» Coordinate annotation entries
========================
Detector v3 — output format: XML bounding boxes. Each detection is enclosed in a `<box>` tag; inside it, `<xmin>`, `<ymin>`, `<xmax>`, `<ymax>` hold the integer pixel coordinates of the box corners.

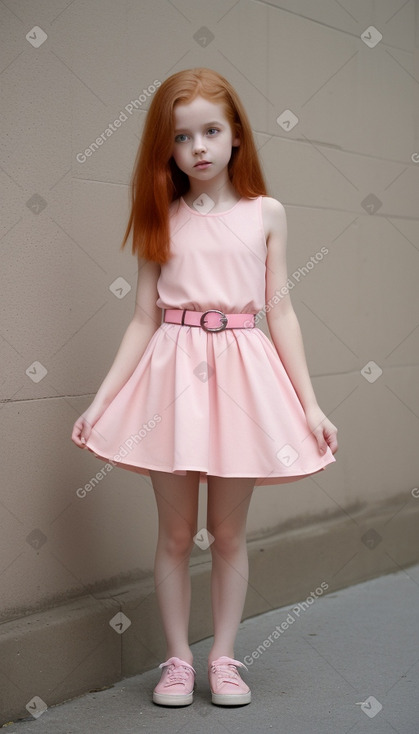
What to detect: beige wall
<box><xmin>0</xmin><ymin>0</ymin><xmax>419</xmax><ymax>619</ymax></box>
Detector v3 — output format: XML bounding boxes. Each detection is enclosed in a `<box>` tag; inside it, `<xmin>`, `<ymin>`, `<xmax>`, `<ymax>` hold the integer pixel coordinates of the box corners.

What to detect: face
<box><xmin>172</xmin><ymin>97</ymin><xmax>240</xmax><ymax>181</ymax></box>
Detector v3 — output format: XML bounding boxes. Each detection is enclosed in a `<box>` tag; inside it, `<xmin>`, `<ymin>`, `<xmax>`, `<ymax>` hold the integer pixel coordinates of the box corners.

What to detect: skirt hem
<box><xmin>86</xmin><ymin>446</ymin><xmax>336</xmax><ymax>485</ymax></box>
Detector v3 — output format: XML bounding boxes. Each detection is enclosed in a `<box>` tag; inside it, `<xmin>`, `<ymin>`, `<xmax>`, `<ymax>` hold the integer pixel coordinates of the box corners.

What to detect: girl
<box><xmin>72</xmin><ymin>69</ymin><xmax>337</xmax><ymax>706</ymax></box>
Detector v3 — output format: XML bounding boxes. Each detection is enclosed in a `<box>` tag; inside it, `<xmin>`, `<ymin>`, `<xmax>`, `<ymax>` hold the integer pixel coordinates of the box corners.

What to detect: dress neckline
<box><xmin>180</xmin><ymin>196</ymin><xmax>245</xmax><ymax>217</ymax></box>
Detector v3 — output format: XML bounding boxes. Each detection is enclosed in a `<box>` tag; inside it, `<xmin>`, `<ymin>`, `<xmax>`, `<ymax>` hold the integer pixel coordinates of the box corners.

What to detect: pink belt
<box><xmin>164</xmin><ymin>308</ymin><xmax>255</xmax><ymax>331</ymax></box>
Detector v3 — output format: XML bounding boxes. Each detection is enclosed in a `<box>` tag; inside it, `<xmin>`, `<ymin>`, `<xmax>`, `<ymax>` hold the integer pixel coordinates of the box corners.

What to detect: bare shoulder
<box><xmin>262</xmin><ymin>196</ymin><xmax>287</xmax><ymax>242</ymax></box>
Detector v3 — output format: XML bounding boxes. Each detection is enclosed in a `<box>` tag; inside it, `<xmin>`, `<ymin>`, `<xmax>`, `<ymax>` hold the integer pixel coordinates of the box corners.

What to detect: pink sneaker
<box><xmin>153</xmin><ymin>657</ymin><xmax>195</xmax><ymax>706</ymax></box>
<box><xmin>208</xmin><ymin>655</ymin><xmax>251</xmax><ymax>706</ymax></box>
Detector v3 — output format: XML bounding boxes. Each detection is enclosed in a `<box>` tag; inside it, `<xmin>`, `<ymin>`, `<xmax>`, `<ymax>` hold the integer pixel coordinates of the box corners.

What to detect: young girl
<box><xmin>72</xmin><ymin>69</ymin><xmax>337</xmax><ymax>706</ymax></box>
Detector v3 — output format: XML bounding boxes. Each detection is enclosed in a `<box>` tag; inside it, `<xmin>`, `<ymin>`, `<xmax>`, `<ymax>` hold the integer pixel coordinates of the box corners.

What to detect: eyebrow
<box><xmin>175</xmin><ymin>120</ymin><xmax>223</xmax><ymax>133</ymax></box>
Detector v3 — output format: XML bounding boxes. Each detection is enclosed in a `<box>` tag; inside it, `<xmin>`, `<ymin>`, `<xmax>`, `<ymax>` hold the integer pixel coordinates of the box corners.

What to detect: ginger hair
<box><xmin>121</xmin><ymin>68</ymin><xmax>267</xmax><ymax>264</ymax></box>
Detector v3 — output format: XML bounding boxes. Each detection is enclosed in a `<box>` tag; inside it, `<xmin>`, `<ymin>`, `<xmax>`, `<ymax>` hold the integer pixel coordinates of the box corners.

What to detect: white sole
<box><xmin>153</xmin><ymin>691</ymin><xmax>193</xmax><ymax>706</ymax></box>
<box><xmin>211</xmin><ymin>691</ymin><xmax>252</xmax><ymax>706</ymax></box>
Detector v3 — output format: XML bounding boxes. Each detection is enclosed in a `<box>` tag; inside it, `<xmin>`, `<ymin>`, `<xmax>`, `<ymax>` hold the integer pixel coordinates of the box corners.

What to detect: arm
========================
» What you have to do
Locate each line in the entries above that contains the word "girl", and copy those lines.

» Task result
What to detect: girl
What to detect: young girl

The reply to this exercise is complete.